[Natural-language object grounding data]
--------------------------------------------------

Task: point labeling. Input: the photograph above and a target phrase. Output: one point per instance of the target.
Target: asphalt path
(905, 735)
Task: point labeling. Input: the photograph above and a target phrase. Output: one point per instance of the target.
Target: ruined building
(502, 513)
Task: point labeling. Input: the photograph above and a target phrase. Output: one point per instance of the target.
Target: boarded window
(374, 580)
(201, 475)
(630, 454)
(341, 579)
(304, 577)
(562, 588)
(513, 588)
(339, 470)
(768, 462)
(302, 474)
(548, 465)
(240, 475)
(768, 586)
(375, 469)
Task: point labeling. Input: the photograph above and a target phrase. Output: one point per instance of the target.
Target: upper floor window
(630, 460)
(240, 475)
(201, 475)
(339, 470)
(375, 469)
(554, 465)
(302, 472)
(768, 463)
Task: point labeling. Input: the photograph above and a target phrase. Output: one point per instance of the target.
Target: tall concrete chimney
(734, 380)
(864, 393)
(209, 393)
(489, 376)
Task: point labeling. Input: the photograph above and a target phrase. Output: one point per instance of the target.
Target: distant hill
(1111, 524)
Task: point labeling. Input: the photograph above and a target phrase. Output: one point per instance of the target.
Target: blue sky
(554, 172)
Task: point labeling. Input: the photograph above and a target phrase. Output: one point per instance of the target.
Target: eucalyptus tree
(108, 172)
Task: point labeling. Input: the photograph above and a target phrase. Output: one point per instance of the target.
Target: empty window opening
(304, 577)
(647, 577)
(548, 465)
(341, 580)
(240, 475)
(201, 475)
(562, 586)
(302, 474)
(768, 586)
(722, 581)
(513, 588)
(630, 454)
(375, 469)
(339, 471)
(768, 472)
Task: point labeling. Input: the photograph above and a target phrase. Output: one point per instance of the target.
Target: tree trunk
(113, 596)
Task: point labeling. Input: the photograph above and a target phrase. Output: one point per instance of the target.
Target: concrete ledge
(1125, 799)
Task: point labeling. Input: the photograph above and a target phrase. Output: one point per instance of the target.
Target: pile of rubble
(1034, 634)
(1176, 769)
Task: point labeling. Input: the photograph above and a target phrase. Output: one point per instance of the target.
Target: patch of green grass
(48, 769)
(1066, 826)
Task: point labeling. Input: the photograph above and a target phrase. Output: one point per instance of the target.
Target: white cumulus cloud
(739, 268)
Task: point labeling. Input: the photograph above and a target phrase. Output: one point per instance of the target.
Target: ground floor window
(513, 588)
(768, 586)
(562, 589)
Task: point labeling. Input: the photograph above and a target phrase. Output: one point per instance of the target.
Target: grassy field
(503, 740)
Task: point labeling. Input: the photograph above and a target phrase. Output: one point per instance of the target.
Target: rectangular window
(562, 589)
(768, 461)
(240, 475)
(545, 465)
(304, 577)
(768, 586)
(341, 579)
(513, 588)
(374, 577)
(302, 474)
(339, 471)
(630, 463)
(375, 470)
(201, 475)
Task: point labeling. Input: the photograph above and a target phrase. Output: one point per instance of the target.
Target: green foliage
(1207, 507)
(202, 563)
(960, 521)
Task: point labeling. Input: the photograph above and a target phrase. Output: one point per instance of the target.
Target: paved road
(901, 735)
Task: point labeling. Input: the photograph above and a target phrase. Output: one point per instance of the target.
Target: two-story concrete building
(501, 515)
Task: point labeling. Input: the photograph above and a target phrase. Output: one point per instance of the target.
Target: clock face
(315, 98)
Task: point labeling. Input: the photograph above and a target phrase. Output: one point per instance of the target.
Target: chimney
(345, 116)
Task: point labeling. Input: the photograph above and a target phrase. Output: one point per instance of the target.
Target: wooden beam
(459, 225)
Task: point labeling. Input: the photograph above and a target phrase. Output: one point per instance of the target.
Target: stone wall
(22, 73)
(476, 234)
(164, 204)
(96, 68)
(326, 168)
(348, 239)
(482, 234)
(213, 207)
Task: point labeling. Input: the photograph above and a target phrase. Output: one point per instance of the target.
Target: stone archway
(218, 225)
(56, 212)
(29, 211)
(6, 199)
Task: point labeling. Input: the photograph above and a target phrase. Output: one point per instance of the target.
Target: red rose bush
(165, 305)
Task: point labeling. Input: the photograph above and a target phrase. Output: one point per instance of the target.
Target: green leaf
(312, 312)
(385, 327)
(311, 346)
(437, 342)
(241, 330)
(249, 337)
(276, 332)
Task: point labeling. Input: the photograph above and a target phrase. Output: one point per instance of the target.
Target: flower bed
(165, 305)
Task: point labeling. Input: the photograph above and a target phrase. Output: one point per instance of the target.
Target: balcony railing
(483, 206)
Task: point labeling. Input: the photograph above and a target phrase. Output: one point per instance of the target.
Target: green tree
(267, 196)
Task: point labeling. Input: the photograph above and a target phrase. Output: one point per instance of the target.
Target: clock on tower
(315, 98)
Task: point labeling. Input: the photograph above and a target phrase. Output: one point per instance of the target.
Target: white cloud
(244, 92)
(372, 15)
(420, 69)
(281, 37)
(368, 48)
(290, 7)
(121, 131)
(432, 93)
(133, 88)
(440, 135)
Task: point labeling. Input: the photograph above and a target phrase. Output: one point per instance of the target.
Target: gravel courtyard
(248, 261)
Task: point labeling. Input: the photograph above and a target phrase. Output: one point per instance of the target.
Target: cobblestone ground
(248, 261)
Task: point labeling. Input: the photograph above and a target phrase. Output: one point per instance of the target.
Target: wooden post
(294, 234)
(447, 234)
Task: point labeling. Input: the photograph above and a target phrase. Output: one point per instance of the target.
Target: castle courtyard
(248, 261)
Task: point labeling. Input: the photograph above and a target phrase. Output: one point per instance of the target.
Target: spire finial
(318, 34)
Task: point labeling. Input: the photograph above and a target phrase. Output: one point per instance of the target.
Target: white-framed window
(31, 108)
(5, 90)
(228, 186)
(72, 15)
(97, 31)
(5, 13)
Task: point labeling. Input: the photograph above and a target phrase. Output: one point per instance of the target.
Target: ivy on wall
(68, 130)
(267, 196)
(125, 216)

--------------------------------------------------

--- Exercise description ---
Each line of the data is to be transcribed exactly, with nothing left out.

--- Exercise result ---
Task: point labeling. Input: the photograph above and a target phrase. Output: one point per instance of the target.
Target: asphalt path
(905, 735)
Task: point labeling. Input: the photograph above and a target phrase. Output: one point per instance of the target.
Target: ruined building
(502, 513)
Task: point labeling. Input: the photograph above and a target phrase. Output: one point per instance of the target.
Target: boarded window
(374, 580)
(201, 475)
(630, 454)
(341, 579)
(304, 577)
(562, 588)
(513, 588)
(339, 470)
(768, 462)
(302, 474)
(548, 465)
(240, 475)
(768, 586)
(375, 469)
Task: point labeling. Input: the photograph above and a target phrase. Output: one point per instance of the target.
Target: upper floor window
(630, 460)
(240, 475)
(201, 475)
(339, 470)
(375, 469)
(554, 465)
(302, 472)
(768, 463)
Task: point labeling. Input: the photograph above and a target phrase. Output: one point per instance of the target.
Target: tall concrete chimney
(734, 380)
(864, 393)
(209, 393)
(489, 376)
Task: point labeling. Input: the photograph above and a target phrase. Output: one point per instance of the target.
Target: distant hill
(1111, 524)
Task: point labeling. Input: the photograph above and a target phrase. Output: one point per instance of the target.
Target: blue sky
(554, 172)
Task: point labeling. Input: the photograph above and a target phrase. Output: one point per instance of the target.
Target: eucalyptus tree
(108, 172)
Task: point labeling. Input: the photograph above and a target phrase. Output: one point per instance of the target.
Target: empty window opening
(304, 577)
(647, 577)
(548, 465)
(341, 580)
(240, 475)
(201, 475)
(562, 586)
(302, 474)
(768, 586)
(722, 581)
(513, 588)
(630, 454)
(375, 469)
(339, 471)
(768, 472)
Task: point labeling. Input: the photograph above and a target phrase. Output: one point per instance of the target.
Target: tree trunk
(113, 596)
Task: point labeling. Input: the photograph above and a target phrase. Output: one point per instance of the target.
Target: concrete ledge
(1125, 799)
Task: point labeling. Input: the photograph above and a target phrase. Output: one point per instance of the target.
Target: pile of rubble
(1034, 634)
(1176, 769)
Task: point labeling. Input: the photograph above and a target phrase. Output: one point per instance of the target.
Target: patch of green grass
(48, 769)
(1066, 826)
Task: point labeling. Input: the photograph above and a target phrase. Output: one point per instance of the target.
Target: white cumulus cloud
(739, 268)
Task: point labeling. Input: the photograph above and a target phrase. Output: one point per instance of the target.
Target: ground floor window
(513, 588)
(768, 586)
(562, 589)
Task: point labeling. Input: the photograph above and a target phrase. Output: one point per instance of the target.
Target: grassy field
(503, 740)
Task: point labeling. Input: the photograph above and a target phrase. Output: one point per instance of the target.
Target: rectangular window
(562, 589)
(768, 461)
(240, 475)
(545, 465)
(304, 577)
(768, 586)
(341, 579)
(513, 588)
(374, 577)
(302, 474)
(339, 471)
(630, 463)
(375, 470)
(201, 475)
Task: point labeling. Input: the photograph above and a target phrase. Output: one point per instance of the target.
Target: green foliage
(1207, 507)
(202, 563)
(960, 521)
Task: point labeling. Input: the photograph above and a target phrase. Output: one point per instance of the target.
Target: paved road
(901, 735)
Task: point labeling. Input: the photograph above and a target phrase. Output: one point per instance of the target.
Target: two-story concrete building
(501, 515)
Task: point labeling. Input: the photograph above and a target phrase. Output: one point per instance of the target.
Target: clock face
(315, 98)
Task: point labeling. Input: the photograph above and a target phrase. Output: one point per instance of the target.
Target: chimney
(345, 116)
Task: point labeling. Input: the photograph above and a target phrase. Output: one point per instance of the target.
Target: wooden beam
(459, 225)
Task: point labeling. Input: the photograph above and a target phrase. Output: one point per instance of the target.
Target: stone wall
(22, 73)
(476, 234)
(164, 204)
(96, 68)
(326, 168)
(348, 239)
(482, 234)
(213, 207)
Task: point labeling. Input: the photograph above and a target phrase. Output: one point per instance of the target.
Target: stone archway
(218, 225)
(56, 212)
(29, 211)
(6, 199)
Task: point labeling. Input: the photograph above and a target phrase. Output: one point per instance of the target.
Target: red rose bush
(165, 305)
Task: point labeling. Input: the photograph above and a target phrase. Output: one point per instance of the target.
Target: green leaf
(312, 312)
(385, 327)
(311, 346)
(437, 342)
(241, 330)
(249, 337)
(276, 332)
Task: point labeling. Input: the photograph above and a target phrase. Output: one point per instance of the target.
Target: flower bed
(165, 305)
Task: point labeling. Input: the photograph above and a target phrase. Output: one point per instance of the target.
Target: balcony railing
(483, 206)
Task: point labeling. Input: the photograph above and a target phrase. Output: one point per instance of the target.
Target: green tree
(267, 196)
Task: point labeling. Input: the photograph above and a target phrase. Output: one point per instance of the target.
Target: clock on tower
(315, 98)
Task: point labeling. Input: the photograph above and a target phrase. Output: one point per instance of the target.
Target: white cloud
(244, 92)
(372, 15)
(420, 69)
(281, 37)
(368, 48)
(290, 7)
(121, 131)
(432, 93)
(133, 88)
(440, 135)
Task: point labeling. Input: the photograph above and a target phrase. Output: one point per instance of the target.
Target: gravel courtyard
(248, 261)
Task: point labeling. Input: the photograph above and a target phrase. Output: one point per instance of the target.
Target: cobblestone ground
(248, 261)
Task: point labeling. Input: the photograph above and a target phrase. Output: one point per instance of the target.
Target: wooden post
(294, 234)
(447, 234)
Task: point labeling. Input: the photograph above and a target phrase. Output: one point per instance of the target.
Target: castle courtyard
(248, 261)
Task: point labeling. Input: the photograph above and a target phrase. Output: one point per instance of the target.
Target: spire finial
(318, 34)
Task: point labeling. Input: the photograph above and a target phrase. Output: one point per instance of the target.
Target: white-framed window
(31, 108)
(5, 90)
(228, 186)
(72, 15)
(97, 31)
(5, 13)
Task: point labeling. Input: the photograph above and a target phrase. Output: one point per instance of the target.
Target: ivy on wall
(68, 130)
(267, 196)
(125, 216)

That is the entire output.